Written instruction
Can you rewrite the rows below with every "banner" changed to "sign" and nothing else altered?

Records provided
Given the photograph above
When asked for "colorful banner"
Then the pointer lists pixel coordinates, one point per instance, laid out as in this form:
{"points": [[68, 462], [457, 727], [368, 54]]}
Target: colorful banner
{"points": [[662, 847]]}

Expected output
Given the photograph above
When asked for "colorful sign"
Then the pointer lists pixel coordinates, one point per instance, laid out as in this form:
{"points": [[68, 462], [457, 727], [368, 54]]}
Target: colorful sign
{"points": [[662, 847]]}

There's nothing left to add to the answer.